Problems to solve.
A: Could you update the catalyst passage, everything from "The catalyst will preferably" down to "with fresh catalyst.", so that "reaction zones" becomes "reaction regions"?
B: According to the catalyst passage, in what temperature range are double salts with oxalate and ammonium known to thermally decompose?
C: Can you continue the catalyst passage from the point where it stops?

Passage provided.
--- --- ---
Particularly preferably however, the catalyst is applied in the form of a solution, for example in water or an organic solvent (such as for example a hydrocarbon which itself may be liquid or gaseous at atmospheric pressure), of a metal compound which is decomposable, e.g. thermally decomposable, to form particles of the metal. Examples of such metal compounds include metal carbonyls, alkyls, nitrates, sulphates, carbonates, carboxylates (e.g. formates, acetates, propionates, etc), humic acid salt, and such like. Double complexes, e.g. of palladium or platinum and nickel or zinc may for example be used. Metal humates are known to thermally decompose in the temperature range 100-1000° C. while double salts with oxalate and ammonium are known to thermally decompose in the range 200-400° C. The use of metal compounds which thermally decompose to produce particles of the catalytically active metal at temperatures in the range 150-1000° C., especially 200-700° C., is especially preferred. Where a metal compound solution is applied, this may be a solution of a single metal compound or of two or more compounds of the same or different metals, generally transition metals, especially nickel. The concentrations of the metal compound in the solution will preferably be at or close to saturation.

Thermally degradable metal compounds are described for example in Chhabra et al. J. of Hazardous Materials A99:225-239 (2002); De Jesus et al. Journal of Molecular Catalysis A 228:283-291 (2004); Kuras et al. Catalysis Today 138:55-61 (2008); Shaheen et al. Materials Letters 52:272-28 2(2001); Zadesenets et al. Inorganica Chimica Acta 361:199-207 (2007); XiaoJuan Zhang et al. Materials Letters 62:2343-2346 (2008); and Zhang Le et al. CHIMIE 11:130-136 (2008).

The catalyst will preferably be applied over as large a horizontal distribution as possible, e.g. using a horizontal or near horizontal section of an injection well. Injection may, and preferably will, be at two or more locations within the reservoir so as to create one or more reaction zones. If desired, injection may be at two or more depths so as to create two or more vertically stacked reaction zones, for example so that as the reaction progresses vertically it reaches zones of the reservoir that are pre-seeded with fresh catalyst.

Alternatively, the catalyst may be placed in a well, e.g. by packing a perforated liner in the hole with particulate catalyst or by use of nickel or nickel-coated liners (e.g. with a porosified nickel internal coating). Such catalysts may be activated by heating in a hydrogen atmosphere and may be maintained in an activated state under nitrogen until the thermal front reaches the liners. In general, a temperature sensor will be placed within the bore hole liner at the catalyst “injection” site so as to identify when the local temperature of the reservoir has risen to the level where hydrocarbon-to-hydrogen catalysed conversion will begin, and indeed to identify if and when the combustion front reaches the catalyst “injection” site.

The process of the invention involves raising the temperature of the catalyst-containing zone of the reservoir to a temperature at which hydrogen production occurs, typically at least 250° C., more particularly at least 300° C., especially at least 500° C., more especially at least 600° C., for example 700 to 1100° C. For bituminous reservoirs in particular, a temperature in the range 300 to 400° C., e.g. 320 to 380° C., may be particularly preferred. The catalyst can, and preferably will, be placed in the reservoir before this temperature is reached; however catalyst placement may be effected once the local temperature of the reservoir has risen, for example to increase the local concentration of the catalyst in the reservoir or to provide fresh catalyst. Typically the catalyst will be applied in amounts of at least one tonne calculated on the basis of the catalytic metal. Conveniently, the catalyst can be applied at a concentration of 5 to 400 kg/m3, especially 10 to 200, particularly 50 to 100.
--- --- ---
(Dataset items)
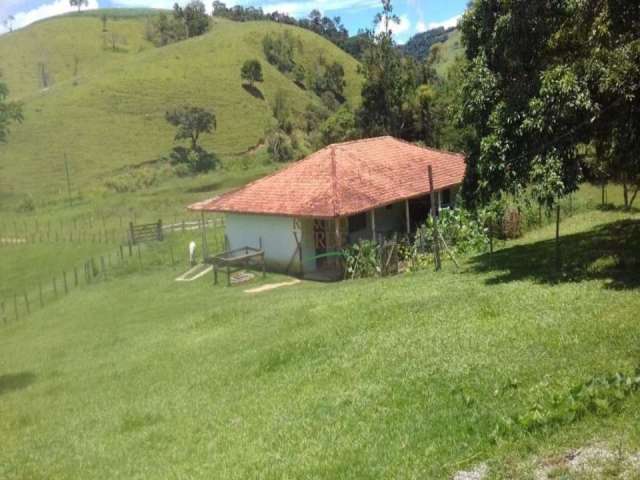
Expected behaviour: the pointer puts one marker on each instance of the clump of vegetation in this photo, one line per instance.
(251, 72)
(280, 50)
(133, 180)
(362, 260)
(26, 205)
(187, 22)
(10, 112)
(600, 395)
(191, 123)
--- --- ---
Solved problems.
A:
The catalyst will preferably be applied over as large a horizontal distribution as possible, e.g. using a horizontal or near horizontal section of an injection well. Injection may, and preferably will, be at two or more locations within the reservoir so as to create one or more reaction regions. If desired, injection may be at two or more depths so as to create two or more vertically stacked reaction regions, for example so that as the reaction progresses vertically it reaches zones of the reservoir that are pre-seeded with fresh catalyst.

B: 200-400° C.

C:
Raising the temperature in the reservoir may be achieved in at least two ways. For shallow reservoirs, particularly on-shore (i.e. under land rather than under sea) reservoirs, e.g. at depths of up to 1700 m, the temperature may be raised by injection of superheated water (steam). However, at greater depths, or for example with offshore reservoirs, the temperature loss of the superheated steam on transit to the injection site within the reservoir may be too great. In this event, the temperature within the reservoir can be raised by the injection of oxygen (e.g. as air) and initiation of hydrocarbon combustion within the reservoir. Combustion may be initiated for example by electrical ignition down-hole or self ignition may occur, for example on oxygen injection into a deep, high temperature, light oil reservoir. Where oxygen is introduced in this way, it is preferred, although not essential, to co-introduce water, e.g. as steam.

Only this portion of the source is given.